* [PASSAGE EXTRAIT]:
***
Planter en courbe de niveau, plus d’un avantage

L’hiver, la saison des plantations

L’hiver au pays des steppes tunisiennes, c’est la haute saison à la ferme. Et parmi les nombreux travaux que nous devons réaliser, les plantations sont une priorité.

Nous avons pu cette année entreprendre des plantations d’arbres fruitiers dont les récoltes seront destinées à la commercialisation. Notre choix se porte sur les fruits secs d’abord afin de répondre à certaines contraintes. Nous avons opté pour les amandiers car comme les oliviers, ils résistent bien à la sécheresse. Autres considérations importantes pour nous: les récoltes et les aspects économiques. Les amandes peuvent se récolter sans trop de précautions, une fois écalées et séchées à l’air libre, elles se conservent aisément sans dispositif spécial. Et, économiquement, c’est un produit toujours demandé, quelle que soit sa forme, et bien valorisé (mieux que les olives par exemple).

On plante tout l’hiver en Tunisie car les températures, ni trop froides ni trop chaudes le permettent. Les arbres sont en repos végétatif, ainsi le stress lié à la transplantation est diminué. Cela laisse aussi le temps aux racines de s’installer avant le débourrement du printemps.

Les courbes de niveau , c’est quoi?
***
* [DONNÉES EXTRAITES]:
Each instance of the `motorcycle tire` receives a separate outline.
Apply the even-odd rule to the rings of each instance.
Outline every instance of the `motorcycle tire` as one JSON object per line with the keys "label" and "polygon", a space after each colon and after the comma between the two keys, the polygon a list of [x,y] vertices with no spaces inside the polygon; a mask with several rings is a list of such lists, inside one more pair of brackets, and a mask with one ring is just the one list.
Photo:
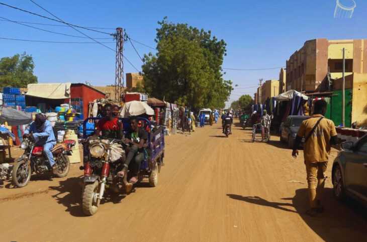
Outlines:
{"label": "motorcycle tire", "polygon": [[150,175],[149,175],[149,186],[151,187],[155,187],[158,184],[158,164],[156,163],[154,167],[150,173]]}
{"label": "motorcycle tire", "polygon": [[[100,184],[98,181],[85,185],[83,190],[83,212],[86,215],[92,215],[97,212],[101,200],[98,197]],[[96,196],[97,197],[96,197]],[[97,201],[96,201],[97,199]]]}
{"label": "motorcycle tire", "polygon": [[[69,160],[69,157],[65,155],[61,155],[59,159],[61,160],[61,163],[63,164],[57,164],[57,172],[56,172],[55,175],[57,177],[65,177],[67,176],[68,174],[69,174],[69,170],[70,170],[70,160]],[[56,161],[56,162],[57,162],[57,161]],[[62,170],[60,170],[59,169],[59,166],[60,165],[63,165],[63,166],[64,166],[64,168]]]}
{"label": "motorcycle tire", "polygon": [[[22,170],[25,169],[26,167],[28,167],[28,171],[27,174],[26,174],[26,177],[25,179],[23,178],[21,180],[20,177]],[[18,187],[23,187],[27,185],[31,179],[31,174],[32,174],[32,169],[31,166],[27,164],[27,161],[25,160],[22,160],[21,161],[17,162],[14,166],[13,167],[13,171],[12,171],[12,180],[13,183]]]}

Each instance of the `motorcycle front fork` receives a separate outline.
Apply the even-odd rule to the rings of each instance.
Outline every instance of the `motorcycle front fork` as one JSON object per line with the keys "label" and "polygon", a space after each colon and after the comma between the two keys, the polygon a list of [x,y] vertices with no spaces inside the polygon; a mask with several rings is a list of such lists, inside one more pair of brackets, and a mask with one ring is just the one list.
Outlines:
{"label": "motorcycle front fork", "polygon": [[102,180],[101,182],[101,187],[100,188],[100,194],[99,198],[101,200],[103,198],[103,193],[105,192],[105,187],[106,186],[106,183],[107,178],[106,177],[103,177]]}

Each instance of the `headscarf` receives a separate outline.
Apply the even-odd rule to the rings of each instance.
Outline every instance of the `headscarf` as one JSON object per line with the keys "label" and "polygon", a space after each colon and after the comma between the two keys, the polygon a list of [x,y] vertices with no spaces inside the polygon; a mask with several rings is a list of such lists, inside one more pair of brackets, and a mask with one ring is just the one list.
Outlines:
{"label": "headscarf", "polygon": [[37,113],[36,114],[36,119],[34,123],[36,124],[36,128],[39,132],[43,132],[45,129],[45,123],[47,117],[43,113]]}

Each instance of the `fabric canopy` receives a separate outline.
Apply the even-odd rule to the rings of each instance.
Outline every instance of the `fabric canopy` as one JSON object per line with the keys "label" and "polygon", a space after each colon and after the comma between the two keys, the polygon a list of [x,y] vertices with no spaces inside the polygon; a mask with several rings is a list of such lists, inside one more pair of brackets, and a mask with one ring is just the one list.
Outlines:
{"label": "fabric canopy", "polygon": [[278,101],[286,101],[288,100],[291,100],[295,96],[299,96],[304,100],[308,100],[308,97],[306,95],[302,94],[295,90],[290,90],[287,91],[286,92],[281,93],[278,96],[275,97],[275,99]]}
{"label": "fabric canopy", "polygon": [[161,101],[159,99],[157,99],[154,97],[148,98],[147,103],[148,105],[155,107],[165,106],[166,105],[166,104],[164,101]]}
{"label": "fabric canopy", "polygon": [[71,85],[70,82],[29,84],[26,95],[50,99],[68,98]]}
{"label": "fabric canopy", "polygon": [[120,115],[123,117],[129,116],[153,116],[154,110],[146,103],[139,101],[131,101],[126,102],[121,110]]}
{"label": "fabric canopy", "polygon": [[32,122],[32,113],[12,108],[0,107],[0,124],[8,122],[10,126],[27,125]]}

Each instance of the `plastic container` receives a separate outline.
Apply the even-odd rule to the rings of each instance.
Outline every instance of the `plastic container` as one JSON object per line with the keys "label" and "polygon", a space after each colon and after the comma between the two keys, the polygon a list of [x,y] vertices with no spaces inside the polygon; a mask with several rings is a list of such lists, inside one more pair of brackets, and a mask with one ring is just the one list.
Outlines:
{"label": "plastic container", "polygon": [[3,89],[4,93],[11,94],[14,95],[20,95],[21,94],[21,89],[18,87],[11,87],[6,86]]}
{"label": "plastic container", "polygon": [[37,108],[36,107],[26,107],[26,111],[27,112],[37,112]]}
{"label": "plastic container", "polygon": [[61,143],[64,142],[64,130],[57,131],[57,143]]}
{"label": "plastic container", "polygon": [[57,121],[57,113],[56,112],[47,112],[46,113],[46,116],[47,117],[47,120],[50,122]]}
{"label": "plastic container", "polygon": [[79,163],[80,162],[80,154],[79,152],[79,144],[78,136],[75,135],[73,130],[68,130],[65,131],[64,142],[67,140],[72,140],[75,141],[75,145],[72,148],[72,155],[68,156],[70,163]]}

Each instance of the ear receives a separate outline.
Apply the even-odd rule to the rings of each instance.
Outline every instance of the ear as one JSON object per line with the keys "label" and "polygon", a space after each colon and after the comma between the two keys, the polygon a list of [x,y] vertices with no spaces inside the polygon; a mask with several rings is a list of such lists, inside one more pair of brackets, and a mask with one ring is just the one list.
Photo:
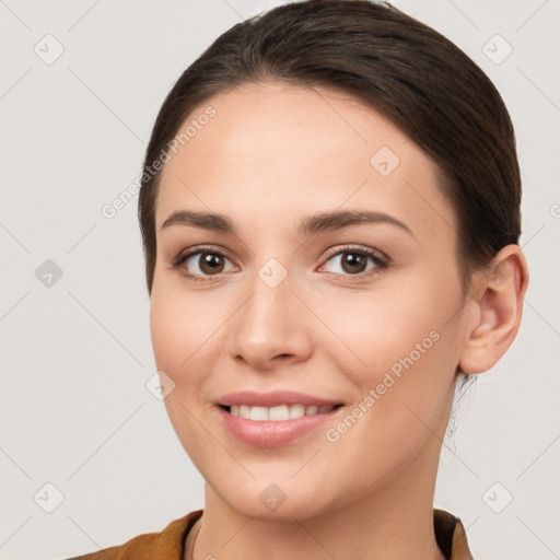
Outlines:
{"label": "ear", "polygon": [[462,350],[458,363],[462,371],[486,372],[510,348],[520,329],[527,284],[527,264],[521,247],[503,247],[481,275],[469,302],[476,318],[468,327]]}

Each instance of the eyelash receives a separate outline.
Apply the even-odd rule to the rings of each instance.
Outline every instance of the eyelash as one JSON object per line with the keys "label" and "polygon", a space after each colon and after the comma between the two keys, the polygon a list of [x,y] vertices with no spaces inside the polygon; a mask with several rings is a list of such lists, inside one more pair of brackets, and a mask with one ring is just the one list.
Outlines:
{"label": "eyelash", "polygon": [[[208,253],[208,254],[211,254],[211,255],[218,255],[220,257],[228,258],[226,255],[224,255],[220,250],[215,250],[214,247],[199,246],[199,247],[195,247],[192,250],[190,250],[190,252],[188,252],[186,254],[179,254],[175,258],[175,260],[173,261],[173,268],[177,269],[185,278],[188,278],[189,280],[192,280],[195,282],[211,282],[213,280],[212,276],[200,277],[198,275],[192,275],[190,272],[187,272],[182,267],[182,265],[189,257],[191,257],[194,255],[197,255],[199,253],[200,254]],[[361,255],[361,256],[364,256],[364,257],[370,257],[373,260],[373,262],[375,264],[375,268],[372,269],[372,270],[368,270],[365,272],[360,272],[358,275],[340,275],[340,273],[337,273],[337,272],[327,272],[327,273],[334,275],[336,277],[351,278],[352,281],[353,281],[354,279],[355,280],[361,280],[364,277],[369,277],[369,276],[373,276],[373,275],[378,275],[378,273],[381,273],[382,271],[384,271],[385,269],[387,269],[389,267],[389,258],[387,256],[385,256],[385,255],[381,256],[380,252],[375,252],[375,250],[370,249],[368,247],[354,246],[354,245],[349,245],[347,247],[339,248],[336,252],[329,254],[326,257],[325,262],[328,262],[332,257],[336,257],[336,256],[338,256],[340,254],[345,254],[345,253],[353,254],[353,255]],[[219,277],[220,275],[214,275],[214,276]]]}

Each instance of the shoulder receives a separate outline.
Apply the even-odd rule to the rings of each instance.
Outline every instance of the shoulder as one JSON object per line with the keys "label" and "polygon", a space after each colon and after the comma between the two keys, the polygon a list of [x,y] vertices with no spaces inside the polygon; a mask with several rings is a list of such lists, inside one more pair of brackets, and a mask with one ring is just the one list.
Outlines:
{"label": "shoulder", "polygon": [[178,520],[172,521],[160,533],[147,533],[131,538],[120,546],[114,546],[65,560],[183,560],[185,537],[202,515],[196,510]]}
***
* [EXERCICES À RÉALISER]:
1. Reformulez sous forme de liste à puces le paragraphe du texte sur les plantations d'hiver qui commence par « Nous avons pu cette année » en conservant ses faits essentiels.
2. D'après le texte sur les plantations d'hiver, qu'est-ce qui permet de planter pendant tout l'hiver en Tunisie ?
3. Donnez la suite du texte sur les plantations en courbe de niveau à partir de la question qui le termine.
La liste ci-dessus est un document distinct du texte.

* [RÉSULTATS PAR EXERCICE]:
1.
- Des arbres fruitiers ont été plantés cette année, et leurs récoltes seront destinées à la vente.
- Le choix s'est porté d'abord sur les fruits secs, pour répondre à certaines contraintes.
- Les amandiers ont été retenus parce qu'ils résistent bien à la sécheresse, comme les oliviers.
- Les amandes se récoltent sans grandes précautions. Une fois écalées et séchées à l'air libre, elles se conservent facilement sans dispositif spécial.
- Sur le plan économique, l'amande est un produit toujours demandé, sous toutes ses formes, et mieux valorisé que l'olive.

2. Ce sont les températures, ni trop froides ni trop chaudes.

3.
Les courbes de niveau, la plupart des randonneurs les connaissent bien. Car ils étudient la carte topographique de leur parcours attentivement pour déterminer le dénivelé, c’est à dire la hauteur verticale parcourue. Les courbes de niveau nous renseignent sur le relief, elles représentent les points situés à la même altitude. Sur une carte, elles sont espacées en suivant des sauts d’altitude fixes. Par exemple, on trace une courbe à chaque fois que l’altitude change de 10m. Ainsi leur écartement sur la carte nous indique la raideur de la pente: plus les courbes sont éloignées, plus la pente est douce, et inversement, plus les courbes sont rapprochées, plus la pente est raide.

Courbes de niveau
Courbes de niveau

Petit rappel sur le cycle de l’eau

Il est bon de se rappeler que l’eau s’écoule par le chemin le plus rapide, c’est à dire dans le sens la pente ou autrement dit perpendiculaire aux courbes de niveau.

Lorsque l’eau emprunte le chemin le plus rapide, elle gagne en énergie motrice: elle se déplace plus vite et elle entraine avec elle toutes particules plus ou moins grosses. Elle est pressée de retourner à l’océan! Mais ce raccourci direct, ampute toute une dimension du cycle de l’eau: la dimension locale. La plupart de cette eau de pluie devrait prendre le chemin le plus long vers l’océan, celui du sol. Car ce chemin plus long est celui qui comporte le plus d’interactions bénéfiques avec le milieu. En s’infiltrant dans le sol, l’eau abreuve toute la flore et la faune au dessus et dans le sol. En poursuivant sa descente au travers des strates, elle se purifie et rejoint les nappes phréatiques. Ces nappes phréatiques alimentent à leur tour les systèmes hydrologiques terrestres: sources, cours d’eau, lacs. Et à plus ou moins long terme, chaque goutte d’eau reviendra à l’océan.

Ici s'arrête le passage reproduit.